▸ Stored records:
□ □ □ □
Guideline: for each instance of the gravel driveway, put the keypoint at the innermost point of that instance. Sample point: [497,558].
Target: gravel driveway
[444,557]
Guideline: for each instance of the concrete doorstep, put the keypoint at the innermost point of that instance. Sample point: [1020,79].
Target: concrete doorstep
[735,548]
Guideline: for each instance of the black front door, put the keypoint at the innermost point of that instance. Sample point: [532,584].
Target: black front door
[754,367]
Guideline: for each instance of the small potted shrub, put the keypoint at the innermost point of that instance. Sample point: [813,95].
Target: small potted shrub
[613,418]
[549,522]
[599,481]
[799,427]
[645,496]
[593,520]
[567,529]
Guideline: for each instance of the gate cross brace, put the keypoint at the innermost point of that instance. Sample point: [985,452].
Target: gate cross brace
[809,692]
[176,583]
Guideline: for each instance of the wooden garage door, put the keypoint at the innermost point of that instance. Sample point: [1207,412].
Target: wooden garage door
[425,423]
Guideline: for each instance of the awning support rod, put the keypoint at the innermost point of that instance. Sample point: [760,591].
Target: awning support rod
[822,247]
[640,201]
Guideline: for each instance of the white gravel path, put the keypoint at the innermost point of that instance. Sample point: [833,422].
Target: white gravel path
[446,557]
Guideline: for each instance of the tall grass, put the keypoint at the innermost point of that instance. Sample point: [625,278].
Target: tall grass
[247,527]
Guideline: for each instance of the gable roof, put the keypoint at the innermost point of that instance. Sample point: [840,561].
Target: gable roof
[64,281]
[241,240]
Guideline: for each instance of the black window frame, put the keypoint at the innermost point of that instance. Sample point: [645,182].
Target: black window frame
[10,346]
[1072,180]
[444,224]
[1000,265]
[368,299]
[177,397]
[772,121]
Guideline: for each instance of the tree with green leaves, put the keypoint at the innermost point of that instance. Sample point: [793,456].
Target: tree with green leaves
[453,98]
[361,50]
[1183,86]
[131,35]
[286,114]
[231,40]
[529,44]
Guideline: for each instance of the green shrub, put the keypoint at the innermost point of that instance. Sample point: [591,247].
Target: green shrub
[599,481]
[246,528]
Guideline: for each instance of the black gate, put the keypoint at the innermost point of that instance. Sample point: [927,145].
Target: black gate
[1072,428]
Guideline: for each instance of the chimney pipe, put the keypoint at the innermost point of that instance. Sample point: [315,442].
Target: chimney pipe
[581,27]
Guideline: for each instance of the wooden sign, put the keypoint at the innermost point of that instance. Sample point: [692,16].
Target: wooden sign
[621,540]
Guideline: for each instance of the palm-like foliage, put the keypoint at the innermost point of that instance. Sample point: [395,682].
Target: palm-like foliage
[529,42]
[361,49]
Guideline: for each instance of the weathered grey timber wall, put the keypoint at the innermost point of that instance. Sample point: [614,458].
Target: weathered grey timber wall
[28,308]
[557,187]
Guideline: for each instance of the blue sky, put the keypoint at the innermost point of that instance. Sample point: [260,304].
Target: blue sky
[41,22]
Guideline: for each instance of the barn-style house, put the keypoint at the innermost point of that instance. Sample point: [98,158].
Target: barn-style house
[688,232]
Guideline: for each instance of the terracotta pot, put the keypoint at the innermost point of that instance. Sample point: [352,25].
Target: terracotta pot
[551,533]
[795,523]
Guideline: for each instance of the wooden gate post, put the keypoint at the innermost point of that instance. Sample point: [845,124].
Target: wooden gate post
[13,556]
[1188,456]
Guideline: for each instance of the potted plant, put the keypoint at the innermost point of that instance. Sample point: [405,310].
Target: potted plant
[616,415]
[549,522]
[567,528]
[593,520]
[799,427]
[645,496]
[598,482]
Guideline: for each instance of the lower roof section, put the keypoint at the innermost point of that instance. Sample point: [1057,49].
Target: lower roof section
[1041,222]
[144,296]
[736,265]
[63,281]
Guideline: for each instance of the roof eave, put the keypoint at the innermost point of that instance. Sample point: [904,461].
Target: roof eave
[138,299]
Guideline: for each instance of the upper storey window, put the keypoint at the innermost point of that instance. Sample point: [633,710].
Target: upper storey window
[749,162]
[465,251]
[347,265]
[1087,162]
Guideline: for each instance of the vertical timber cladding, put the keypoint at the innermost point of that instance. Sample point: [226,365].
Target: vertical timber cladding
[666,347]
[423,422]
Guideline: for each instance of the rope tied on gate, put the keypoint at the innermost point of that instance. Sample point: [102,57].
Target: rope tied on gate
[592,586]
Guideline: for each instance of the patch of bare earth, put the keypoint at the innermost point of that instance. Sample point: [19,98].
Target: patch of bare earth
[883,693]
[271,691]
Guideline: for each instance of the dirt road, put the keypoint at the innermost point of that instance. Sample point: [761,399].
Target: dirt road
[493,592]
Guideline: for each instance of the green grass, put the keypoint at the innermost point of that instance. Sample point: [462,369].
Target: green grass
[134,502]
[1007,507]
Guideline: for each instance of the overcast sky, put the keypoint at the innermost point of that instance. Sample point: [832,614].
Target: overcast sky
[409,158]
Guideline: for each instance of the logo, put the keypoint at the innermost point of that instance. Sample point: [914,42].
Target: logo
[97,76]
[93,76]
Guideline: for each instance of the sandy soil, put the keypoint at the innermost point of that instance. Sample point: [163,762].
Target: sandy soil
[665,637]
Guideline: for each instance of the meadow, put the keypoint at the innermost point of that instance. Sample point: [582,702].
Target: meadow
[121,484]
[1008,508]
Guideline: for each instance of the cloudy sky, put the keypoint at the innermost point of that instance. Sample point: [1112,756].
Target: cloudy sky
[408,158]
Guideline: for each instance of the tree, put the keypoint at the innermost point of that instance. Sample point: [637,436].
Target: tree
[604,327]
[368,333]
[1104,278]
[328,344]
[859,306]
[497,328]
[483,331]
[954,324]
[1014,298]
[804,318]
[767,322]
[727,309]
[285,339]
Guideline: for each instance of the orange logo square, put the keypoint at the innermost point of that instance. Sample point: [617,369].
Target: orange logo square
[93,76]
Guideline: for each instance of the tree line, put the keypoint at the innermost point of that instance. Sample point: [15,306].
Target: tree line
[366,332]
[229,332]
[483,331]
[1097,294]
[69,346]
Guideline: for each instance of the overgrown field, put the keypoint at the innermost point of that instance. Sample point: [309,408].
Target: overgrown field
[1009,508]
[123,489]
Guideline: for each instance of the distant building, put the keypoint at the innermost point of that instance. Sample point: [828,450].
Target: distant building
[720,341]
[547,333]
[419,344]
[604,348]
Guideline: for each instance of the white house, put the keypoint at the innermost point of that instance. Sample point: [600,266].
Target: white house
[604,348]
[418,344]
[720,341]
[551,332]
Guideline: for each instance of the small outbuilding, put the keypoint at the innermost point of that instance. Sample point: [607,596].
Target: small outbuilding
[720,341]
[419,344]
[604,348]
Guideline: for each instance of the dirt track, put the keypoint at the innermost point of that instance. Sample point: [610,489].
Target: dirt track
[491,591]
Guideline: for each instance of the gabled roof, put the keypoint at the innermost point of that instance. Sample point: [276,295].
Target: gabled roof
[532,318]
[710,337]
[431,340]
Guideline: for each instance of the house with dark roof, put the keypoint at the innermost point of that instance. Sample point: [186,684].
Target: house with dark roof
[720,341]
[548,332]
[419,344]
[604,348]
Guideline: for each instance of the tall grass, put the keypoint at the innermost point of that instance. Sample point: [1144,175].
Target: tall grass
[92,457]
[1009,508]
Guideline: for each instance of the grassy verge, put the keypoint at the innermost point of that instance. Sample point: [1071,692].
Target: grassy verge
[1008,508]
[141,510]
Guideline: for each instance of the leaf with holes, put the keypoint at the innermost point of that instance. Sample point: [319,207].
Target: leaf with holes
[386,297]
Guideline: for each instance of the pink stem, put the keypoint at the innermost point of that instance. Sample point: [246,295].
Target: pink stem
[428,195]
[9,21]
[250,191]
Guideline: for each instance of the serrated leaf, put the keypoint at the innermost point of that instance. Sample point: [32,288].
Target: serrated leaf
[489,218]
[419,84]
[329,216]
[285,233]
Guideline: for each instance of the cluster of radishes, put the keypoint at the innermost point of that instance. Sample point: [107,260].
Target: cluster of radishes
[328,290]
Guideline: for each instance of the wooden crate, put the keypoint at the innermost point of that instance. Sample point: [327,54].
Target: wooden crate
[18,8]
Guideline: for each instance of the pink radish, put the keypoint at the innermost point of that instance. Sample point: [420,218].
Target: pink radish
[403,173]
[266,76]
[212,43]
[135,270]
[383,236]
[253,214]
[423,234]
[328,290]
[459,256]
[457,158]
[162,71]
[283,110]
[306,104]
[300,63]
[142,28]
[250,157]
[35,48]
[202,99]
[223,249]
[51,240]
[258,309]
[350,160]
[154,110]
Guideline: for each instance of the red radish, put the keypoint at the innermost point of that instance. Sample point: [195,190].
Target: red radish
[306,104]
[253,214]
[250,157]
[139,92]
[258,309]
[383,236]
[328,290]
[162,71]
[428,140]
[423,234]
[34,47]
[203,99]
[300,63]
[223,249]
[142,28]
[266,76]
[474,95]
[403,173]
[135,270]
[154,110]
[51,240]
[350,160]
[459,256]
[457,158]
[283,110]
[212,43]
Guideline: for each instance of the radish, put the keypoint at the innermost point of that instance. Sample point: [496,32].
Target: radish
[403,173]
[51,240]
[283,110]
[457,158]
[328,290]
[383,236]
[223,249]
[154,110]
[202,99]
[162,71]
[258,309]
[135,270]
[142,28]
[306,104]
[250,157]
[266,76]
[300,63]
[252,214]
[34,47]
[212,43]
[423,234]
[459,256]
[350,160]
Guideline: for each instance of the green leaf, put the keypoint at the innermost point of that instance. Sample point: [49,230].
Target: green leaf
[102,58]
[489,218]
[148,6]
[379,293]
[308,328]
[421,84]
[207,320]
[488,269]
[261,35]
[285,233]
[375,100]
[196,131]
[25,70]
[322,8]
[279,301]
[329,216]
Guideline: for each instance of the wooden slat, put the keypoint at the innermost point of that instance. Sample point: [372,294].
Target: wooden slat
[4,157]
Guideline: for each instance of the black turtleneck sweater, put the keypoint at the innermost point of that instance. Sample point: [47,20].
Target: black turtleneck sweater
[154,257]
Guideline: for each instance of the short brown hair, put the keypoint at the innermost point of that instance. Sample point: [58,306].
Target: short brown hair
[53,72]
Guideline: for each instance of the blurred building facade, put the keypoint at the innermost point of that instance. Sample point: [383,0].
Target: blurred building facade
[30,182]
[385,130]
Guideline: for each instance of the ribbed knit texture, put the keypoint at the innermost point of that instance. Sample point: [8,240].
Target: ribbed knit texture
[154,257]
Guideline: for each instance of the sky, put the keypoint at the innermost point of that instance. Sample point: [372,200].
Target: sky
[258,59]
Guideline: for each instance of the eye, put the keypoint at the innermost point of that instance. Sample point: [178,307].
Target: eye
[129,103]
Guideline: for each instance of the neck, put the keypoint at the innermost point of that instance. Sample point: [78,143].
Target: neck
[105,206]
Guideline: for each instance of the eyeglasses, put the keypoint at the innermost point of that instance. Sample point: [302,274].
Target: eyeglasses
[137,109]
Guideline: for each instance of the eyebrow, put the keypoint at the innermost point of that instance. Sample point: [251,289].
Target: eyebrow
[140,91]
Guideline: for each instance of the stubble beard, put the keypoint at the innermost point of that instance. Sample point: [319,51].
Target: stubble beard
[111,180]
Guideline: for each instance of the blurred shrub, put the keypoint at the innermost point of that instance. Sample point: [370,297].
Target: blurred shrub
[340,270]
□ □ □ □
▸ Work to complete: Turn the stretch of the material above, from the line containing "Guideline: for each instance of the stubble" through the end, into a numbered list, leaving out blank lines.

▸ Task output:
1. Guideline: for each instance of the stubble beard, put the keypoint at the innermost point of that instance. Sample point: [319,51].
2. Target: stubble beard
3. [111,180]
4. Guideline: for each instance of the blurred shrub, put the keypoint at the innermost point of that instance. Sample point: [370,297].
5. Target: blurred shrub
6. [340,270]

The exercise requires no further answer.